Your goal: Please write out the records again, starting at the line containing "indicate: soccer goal" and ending at the last line, and swap "overcast" for "cloudy" while leaving everything else unchanged.

Data section:
========

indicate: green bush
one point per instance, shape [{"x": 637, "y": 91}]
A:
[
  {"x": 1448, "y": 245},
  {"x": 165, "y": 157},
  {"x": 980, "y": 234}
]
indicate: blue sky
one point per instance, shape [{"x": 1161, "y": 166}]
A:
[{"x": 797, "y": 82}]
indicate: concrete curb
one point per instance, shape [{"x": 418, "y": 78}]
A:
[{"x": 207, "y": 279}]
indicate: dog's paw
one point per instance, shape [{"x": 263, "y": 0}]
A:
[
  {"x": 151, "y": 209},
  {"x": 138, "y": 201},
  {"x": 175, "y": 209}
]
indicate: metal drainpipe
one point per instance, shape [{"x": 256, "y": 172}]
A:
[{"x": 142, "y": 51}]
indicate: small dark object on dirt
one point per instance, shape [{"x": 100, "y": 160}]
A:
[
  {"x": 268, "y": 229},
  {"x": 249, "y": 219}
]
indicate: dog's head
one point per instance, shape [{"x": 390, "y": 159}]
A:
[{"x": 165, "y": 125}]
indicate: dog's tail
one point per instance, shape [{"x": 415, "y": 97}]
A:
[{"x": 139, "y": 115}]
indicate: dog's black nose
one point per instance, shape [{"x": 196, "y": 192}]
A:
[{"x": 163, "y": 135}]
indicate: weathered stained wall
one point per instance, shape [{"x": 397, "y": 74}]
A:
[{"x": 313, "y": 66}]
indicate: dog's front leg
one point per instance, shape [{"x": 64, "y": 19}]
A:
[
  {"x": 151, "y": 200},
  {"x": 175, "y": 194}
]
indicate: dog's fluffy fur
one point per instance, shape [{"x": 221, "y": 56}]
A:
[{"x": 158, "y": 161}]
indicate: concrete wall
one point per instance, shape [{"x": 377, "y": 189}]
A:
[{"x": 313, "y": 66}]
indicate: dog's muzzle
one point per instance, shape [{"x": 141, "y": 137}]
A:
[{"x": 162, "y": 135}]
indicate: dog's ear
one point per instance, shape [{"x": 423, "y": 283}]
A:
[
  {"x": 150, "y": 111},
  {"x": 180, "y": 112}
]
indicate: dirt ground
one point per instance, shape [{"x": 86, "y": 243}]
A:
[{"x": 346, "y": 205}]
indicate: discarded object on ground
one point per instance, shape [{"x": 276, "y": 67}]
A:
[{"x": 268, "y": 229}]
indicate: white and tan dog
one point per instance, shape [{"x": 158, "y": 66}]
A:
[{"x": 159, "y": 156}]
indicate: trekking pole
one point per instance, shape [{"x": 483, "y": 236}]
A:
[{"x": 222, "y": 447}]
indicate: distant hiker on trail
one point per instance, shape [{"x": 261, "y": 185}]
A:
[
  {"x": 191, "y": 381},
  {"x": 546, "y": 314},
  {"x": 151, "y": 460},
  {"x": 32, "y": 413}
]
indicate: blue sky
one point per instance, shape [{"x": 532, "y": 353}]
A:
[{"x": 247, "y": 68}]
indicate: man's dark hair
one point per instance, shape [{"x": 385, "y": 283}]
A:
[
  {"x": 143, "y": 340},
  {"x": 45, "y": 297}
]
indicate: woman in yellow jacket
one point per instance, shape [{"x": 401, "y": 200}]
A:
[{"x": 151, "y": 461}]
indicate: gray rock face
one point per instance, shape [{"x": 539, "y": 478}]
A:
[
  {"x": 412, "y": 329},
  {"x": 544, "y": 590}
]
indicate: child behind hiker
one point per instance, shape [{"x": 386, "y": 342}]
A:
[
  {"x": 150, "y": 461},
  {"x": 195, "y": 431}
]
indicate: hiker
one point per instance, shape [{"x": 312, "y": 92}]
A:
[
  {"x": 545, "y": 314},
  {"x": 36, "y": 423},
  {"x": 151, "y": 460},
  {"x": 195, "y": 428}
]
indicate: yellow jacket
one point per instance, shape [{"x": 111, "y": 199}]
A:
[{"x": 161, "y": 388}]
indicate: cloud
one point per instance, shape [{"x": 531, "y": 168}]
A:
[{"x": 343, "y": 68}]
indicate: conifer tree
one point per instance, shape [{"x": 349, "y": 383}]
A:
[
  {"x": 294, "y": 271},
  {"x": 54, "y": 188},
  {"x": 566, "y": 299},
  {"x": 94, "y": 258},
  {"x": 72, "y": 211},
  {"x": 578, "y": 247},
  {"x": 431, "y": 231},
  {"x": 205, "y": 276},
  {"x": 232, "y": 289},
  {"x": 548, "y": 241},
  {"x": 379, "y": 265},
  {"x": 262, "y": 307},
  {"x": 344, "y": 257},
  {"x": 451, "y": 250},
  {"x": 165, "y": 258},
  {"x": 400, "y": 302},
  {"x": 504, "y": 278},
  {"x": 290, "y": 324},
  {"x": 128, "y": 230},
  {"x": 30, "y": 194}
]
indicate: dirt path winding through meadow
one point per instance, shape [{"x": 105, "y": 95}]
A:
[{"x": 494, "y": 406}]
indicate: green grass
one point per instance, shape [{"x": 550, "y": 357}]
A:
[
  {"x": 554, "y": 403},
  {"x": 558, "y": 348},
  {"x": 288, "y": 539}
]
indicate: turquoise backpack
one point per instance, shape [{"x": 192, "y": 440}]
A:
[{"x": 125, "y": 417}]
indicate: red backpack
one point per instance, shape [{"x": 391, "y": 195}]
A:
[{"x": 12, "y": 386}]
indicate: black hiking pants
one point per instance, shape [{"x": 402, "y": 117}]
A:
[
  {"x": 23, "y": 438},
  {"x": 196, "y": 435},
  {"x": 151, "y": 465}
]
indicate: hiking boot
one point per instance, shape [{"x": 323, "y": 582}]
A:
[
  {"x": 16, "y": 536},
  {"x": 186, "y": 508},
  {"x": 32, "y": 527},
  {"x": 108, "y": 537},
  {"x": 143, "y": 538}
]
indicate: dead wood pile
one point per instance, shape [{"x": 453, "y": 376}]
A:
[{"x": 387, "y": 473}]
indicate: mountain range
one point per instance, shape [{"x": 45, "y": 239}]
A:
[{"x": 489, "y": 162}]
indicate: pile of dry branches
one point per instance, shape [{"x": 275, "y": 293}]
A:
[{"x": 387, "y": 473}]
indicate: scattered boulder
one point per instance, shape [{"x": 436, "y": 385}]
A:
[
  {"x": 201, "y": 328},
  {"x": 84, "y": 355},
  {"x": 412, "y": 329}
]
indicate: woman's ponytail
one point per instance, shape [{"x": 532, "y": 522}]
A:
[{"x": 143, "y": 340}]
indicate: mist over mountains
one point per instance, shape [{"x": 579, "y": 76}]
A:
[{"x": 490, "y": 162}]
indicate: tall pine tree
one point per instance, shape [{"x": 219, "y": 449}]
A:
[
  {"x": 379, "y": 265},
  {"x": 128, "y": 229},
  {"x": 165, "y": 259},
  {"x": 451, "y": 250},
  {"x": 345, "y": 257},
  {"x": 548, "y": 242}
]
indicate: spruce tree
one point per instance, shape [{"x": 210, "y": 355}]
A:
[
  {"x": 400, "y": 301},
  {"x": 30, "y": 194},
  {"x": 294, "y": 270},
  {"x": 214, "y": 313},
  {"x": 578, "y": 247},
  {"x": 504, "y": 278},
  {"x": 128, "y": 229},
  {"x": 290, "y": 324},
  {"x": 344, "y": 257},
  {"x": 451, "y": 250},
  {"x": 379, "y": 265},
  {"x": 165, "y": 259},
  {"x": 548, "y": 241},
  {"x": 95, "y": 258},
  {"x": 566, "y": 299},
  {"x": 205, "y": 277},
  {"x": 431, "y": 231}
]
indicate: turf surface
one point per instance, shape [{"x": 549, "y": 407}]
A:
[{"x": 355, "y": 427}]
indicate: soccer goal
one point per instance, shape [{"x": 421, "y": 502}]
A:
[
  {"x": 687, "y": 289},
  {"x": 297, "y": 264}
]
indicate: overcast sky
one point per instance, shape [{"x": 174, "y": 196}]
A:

========

Solution to the exercise:
indicate: soccer goal
one point per instance, shape [{"x": 421, "y": 502}]
A:
[
  {"x": 687, "y": 289},
  {"x": 297, "y": 264}
]
indicate: cloudy sky
one point per instance, shape [{"x": 174, "y": 196}]
A:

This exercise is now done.